- [TASK PROMPT]: Rewrite the lines below, changing "query phrase" to "search term" wherever it occurs and leaving everything else as it is.

- [RECORD EXCERPTS]:
━━━━

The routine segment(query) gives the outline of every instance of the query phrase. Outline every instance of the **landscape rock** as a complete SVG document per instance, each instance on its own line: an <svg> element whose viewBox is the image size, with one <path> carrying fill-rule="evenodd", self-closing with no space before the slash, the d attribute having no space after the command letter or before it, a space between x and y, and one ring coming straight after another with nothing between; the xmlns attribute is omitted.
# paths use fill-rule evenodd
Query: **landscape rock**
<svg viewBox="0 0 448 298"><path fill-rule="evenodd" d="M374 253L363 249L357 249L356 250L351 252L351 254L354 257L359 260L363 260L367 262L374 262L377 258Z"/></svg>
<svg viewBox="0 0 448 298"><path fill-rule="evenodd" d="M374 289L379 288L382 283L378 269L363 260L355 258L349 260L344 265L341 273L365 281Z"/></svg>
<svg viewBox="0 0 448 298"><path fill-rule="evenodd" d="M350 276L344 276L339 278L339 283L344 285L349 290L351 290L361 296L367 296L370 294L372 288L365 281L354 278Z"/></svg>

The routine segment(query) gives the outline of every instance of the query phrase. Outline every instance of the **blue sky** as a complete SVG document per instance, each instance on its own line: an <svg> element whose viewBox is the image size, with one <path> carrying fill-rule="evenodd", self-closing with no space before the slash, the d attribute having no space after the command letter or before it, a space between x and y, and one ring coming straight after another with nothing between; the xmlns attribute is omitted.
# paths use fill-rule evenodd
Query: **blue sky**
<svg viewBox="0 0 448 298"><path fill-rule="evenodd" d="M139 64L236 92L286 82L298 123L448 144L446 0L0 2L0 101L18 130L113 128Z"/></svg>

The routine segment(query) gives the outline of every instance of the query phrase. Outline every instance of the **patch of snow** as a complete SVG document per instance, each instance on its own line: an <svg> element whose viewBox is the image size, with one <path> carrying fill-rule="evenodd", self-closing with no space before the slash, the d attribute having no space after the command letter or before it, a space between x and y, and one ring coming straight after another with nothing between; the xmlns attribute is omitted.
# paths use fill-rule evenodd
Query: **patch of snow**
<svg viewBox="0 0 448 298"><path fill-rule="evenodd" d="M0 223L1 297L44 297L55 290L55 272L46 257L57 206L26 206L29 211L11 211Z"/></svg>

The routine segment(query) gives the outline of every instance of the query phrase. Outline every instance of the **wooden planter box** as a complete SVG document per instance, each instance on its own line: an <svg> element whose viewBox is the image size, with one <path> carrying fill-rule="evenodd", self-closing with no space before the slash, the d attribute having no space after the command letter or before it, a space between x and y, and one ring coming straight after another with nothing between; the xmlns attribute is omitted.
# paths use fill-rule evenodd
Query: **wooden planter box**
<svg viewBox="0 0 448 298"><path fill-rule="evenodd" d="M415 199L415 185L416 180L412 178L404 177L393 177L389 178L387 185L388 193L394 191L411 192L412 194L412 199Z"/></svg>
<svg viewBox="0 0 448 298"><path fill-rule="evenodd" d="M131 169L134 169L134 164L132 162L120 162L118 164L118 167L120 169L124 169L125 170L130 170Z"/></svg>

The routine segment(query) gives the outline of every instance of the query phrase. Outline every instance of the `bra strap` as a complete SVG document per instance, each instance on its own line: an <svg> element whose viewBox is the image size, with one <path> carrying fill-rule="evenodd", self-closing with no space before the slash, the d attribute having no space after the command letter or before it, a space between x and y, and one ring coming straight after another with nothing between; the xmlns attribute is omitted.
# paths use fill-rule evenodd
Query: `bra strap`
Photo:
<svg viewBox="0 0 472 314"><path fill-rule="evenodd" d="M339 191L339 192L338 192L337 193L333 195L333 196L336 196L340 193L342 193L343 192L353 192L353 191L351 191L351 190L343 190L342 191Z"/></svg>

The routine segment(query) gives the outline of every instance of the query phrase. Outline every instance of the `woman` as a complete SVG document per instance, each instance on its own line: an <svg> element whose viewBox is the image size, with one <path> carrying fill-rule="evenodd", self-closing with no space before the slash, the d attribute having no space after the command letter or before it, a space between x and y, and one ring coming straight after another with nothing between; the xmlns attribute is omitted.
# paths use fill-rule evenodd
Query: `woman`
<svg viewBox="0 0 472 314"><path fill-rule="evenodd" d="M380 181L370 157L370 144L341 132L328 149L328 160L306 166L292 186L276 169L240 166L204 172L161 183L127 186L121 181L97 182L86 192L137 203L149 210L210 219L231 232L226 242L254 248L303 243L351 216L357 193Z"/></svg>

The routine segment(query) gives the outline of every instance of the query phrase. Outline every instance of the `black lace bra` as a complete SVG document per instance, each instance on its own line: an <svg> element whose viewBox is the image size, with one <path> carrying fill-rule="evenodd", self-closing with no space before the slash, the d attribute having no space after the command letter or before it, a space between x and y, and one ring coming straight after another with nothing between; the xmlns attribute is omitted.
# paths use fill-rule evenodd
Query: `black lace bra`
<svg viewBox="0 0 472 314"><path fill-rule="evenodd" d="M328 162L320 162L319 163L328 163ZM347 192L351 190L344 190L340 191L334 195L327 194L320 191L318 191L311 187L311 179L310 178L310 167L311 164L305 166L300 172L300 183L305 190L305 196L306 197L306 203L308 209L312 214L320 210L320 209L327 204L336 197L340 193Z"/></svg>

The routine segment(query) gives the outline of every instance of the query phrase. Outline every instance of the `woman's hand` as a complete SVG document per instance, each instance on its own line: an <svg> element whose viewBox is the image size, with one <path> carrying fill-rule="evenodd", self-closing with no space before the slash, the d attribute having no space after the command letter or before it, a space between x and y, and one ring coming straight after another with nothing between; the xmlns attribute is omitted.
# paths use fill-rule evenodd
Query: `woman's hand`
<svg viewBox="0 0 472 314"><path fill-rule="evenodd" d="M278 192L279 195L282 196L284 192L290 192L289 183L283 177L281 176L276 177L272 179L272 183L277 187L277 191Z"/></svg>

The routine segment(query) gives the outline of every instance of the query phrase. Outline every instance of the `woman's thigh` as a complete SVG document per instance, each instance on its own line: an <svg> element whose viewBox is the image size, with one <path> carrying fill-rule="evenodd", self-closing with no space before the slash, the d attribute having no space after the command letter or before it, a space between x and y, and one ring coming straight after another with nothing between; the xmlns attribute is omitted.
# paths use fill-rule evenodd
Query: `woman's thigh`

━━━━

- [ANSWER]:
The routine segment(query) gives the outline of every instance of the search term. Outline every instance of the **landscape rock** as a complete SVG document per instance, each instance on its own line: an <svg> element whose viewBox is the image size, with one <path> carrying fill-rule="evenodd", self-closing with no space before the slash, the d attribute having no space after the command letter or before it, a space between x and y, and one ring coming straight after another with nothing between; the xmlns attribute is omitted.
# paths use fill-rule evenodd
Query: **landscape rock**
<svg viewBox="0 0 448 298"><path fill-rule="evenodd" d="M374 253L363 249L357 249L356 250L351 252L351 254L354 257L359 260L363 260L367 262L374 262L377 258Z"/></svg>
<svg viewBox="0 0 448 298"><path fill-rule="evenodd" d="M374 289L379 288L382 283L378 269L363 260L355 258L349 260L344 265L341 273L365 281Z"/></svg>
<svg viewBox="0 0 448 298"><path fill-rule="evenodd" d="M350 276L344 276L339 278L339 283L344 285L349 290L351 290L361 296L367 296L370 294L372 288L365 281L354 278Z"/></svg>

The routine segment(query) gives the outline of every instance of the search term. Outline every instance of the **blue sky** as a complete SVG document per instance, each instance on its own line: an <svg> element whose viewBox is the image size, with one <path> carrying fill-rule="evenodd", self-closing with no space before the slash, the d attribute having no space after the command letter or before it, a space between x and y, and one ring coming straight after another with nothing between; the xmlns attribute is omitted.
# paths use fill-rule evenodd
Query: **blue sky**
<svg viewBox="0 0 448 298"><path fill-rule="evenodd" d="M139 64L236 92L286 82L298 123L448 144L446 0L0 2L0 101L18 130L113 128Z"/></svg>

The routine segment(query) gives the outline of every instance of the search term. Outline every instance of the **patch of snow** as a complete SVG document per instance, each instance on its own line: an <svg> element whose viewBox is the image size, with one <path> carrying fill-rule="evenodd", self-closing with no space before the slash, the d attribute having no space after the command letter or before it, a space between x and y, and one ring coming straight after another with nothing between; the xmlns attribute is omitted.
# paths use fill-rule evenodd
Query: **patch of snow**
<svg viewBox="0 0 448 298"><path fill-rule="evenodd" d="M0 223L1 297L44 297L55 290L55 272L46 257L57 206L26 206L29 211L11 211Z"/></svg>

The routine segment(query) gives the outline of every instance of the search term. Outline every instance of the **wooden planter box** as a complete SVG document per instance, each instance on its own line: an <svg> element whose viewBox is the image size, with one <path> carrying fill-rule="evenodd", self-closing with no space before the slash, the d attribute having no space after the command letter or before it, a space between x and y, and one ring coming straight after another with nothing between; the xmlns attribute is omitted.
# paths use fill-rule evenodd
Query: **wooden planter box**
<svg viewBox="0 0 448 298"><path fill-rule="evenodd" d="M415 199L415 185L416 180L412 178L404 177L393 177L389 178L387 185L388 193L394 191L411 192L412 194L412 199Z"/></svg>
<svg viewBox="0 0 448 298"><path fill-rule="evenodd" d="M131 169L134 169L134 164L132 162L120 162L118 164L118 167L120 169L124 169L125 170L130 170Z"/></svg>

The routine segment(query) gives the outline of every instance of the search term. Outline every instance of the `bra strap` as a complete SVG document per instance, each instance on its own line: an <svg> element whose viewBox is the image size, with one <path> carrying fill-rule="evenodd", self-closing with no space before the slash, the d attribute having no space after the command letter or before it, a space between x and y, and one ring coming straight after another with nothing between; the xmlns attribute is omitted.
# paths use fill-rule evenodd
Query: `bra strap`
Photo:
<svg viewBox="0 0 472 314"><path fill-rule="evenodd" d="M339 191L339 192L338 192L337 193L333 195L333 196L336 196L340 193L342 193L343 192L353 192L353 191L351 191L351 190L343 190L342 191Z"/></svg>

The routine segment(query) gives the outline of every instance of the search term. Outline every instance of the `woman` as a complete SVG document per instance, each instance on its own line: an <svg> element whose viewBox is the image size, with one <path> carrying fill-rule="evenodd", self-closing with no space before the slash, the d attribute having no space after the command letter or before it, a space between x and y, and one ring coming straight after another with nothing between; the xmlns attribute is omitted.
# paths use fill-rule evenodd
Query: `woman`
<svg viewBox="0 0 472 314"><path fill-rule="evenodd" d="M380 181L370 157L370 144L341 132L328 149L328 160L306 166L292 186L276 169L240 166L204 172L161 183L127 186L121 181L97 182L86 192L137 203L149 210L210 219L231 232L226 242L254 248L303 243L351 216L357 193Z"/></svg>

The routine segment(query) gives the outline of every instance of the search term. Outline every instance of the `black lace bra` as a complete SVG document per instance, each instance on its own line: an <svg> element whose viewBox is the image size, with one <path> carrying fill-rule="evenodd", self-closing with no space before the slash, the d attribute having no space after the command letter or before it, a space between x and y, and one ring coming straight after another with nothing between; the xmlns attribute is omitted.
# paths use fill-rule evenodd
Query: `black lace bra`
<svg viewBox="0 0 472 314"><path fill-rule="evenodd" d="M328 162L320 162L319 163L328 163ZM347 192L351 190L344 190L340 191L334 195L327 194L320 191L318 191L311 187L311 179L310 178L310 167L311 164L305 166L300 172L300 183L305 190L305 196L306 197L306 203L308 209L312 214L320 210L320 209L327 204L336 197L340 193Z"/></svg>

The routine segment(query) gives the outline of every instance of the search term. Outline every instance of the `woman's hand` as a complete SVG document per instance, each instance on its own line: an <svg> element whose viewBox is the image size, with one <path> carrying fill-rule="evenodd", self-closing with no space before the slash, the d attribute having no space after the command letter or before it, a space between x and y, and one ring coming straight after another with nothing between; the xmlns attribute is omitted.
# paths use fill-rule evenodd
Query: `woman's hand`
<svg viewBox="0 0 472 314"><path fill-rule="evenodd" d="M278 192L279 195L282 196L284 192L290 192L289 183L283 177L281 176L276 177L272 179L272 183L277 187L277 191Z"/></svg>

The routine segment(query) gives the outline of every instance of the search term. Outline every instance of the `woman's thigh` as a complete SVG document per instance, each instance on its own line: an <svg> element whose viewBox is the image size, with one <path> carrying fill-rule="evenodd", self-closing with no space before the slash, the d attribute having no space after the command letter or before it, a space between x and y, and one ring coming straight after another with nothing between; the xmlns attribute is omitted.
# paths use fill-rule evenodd
Query: `woman's thigh`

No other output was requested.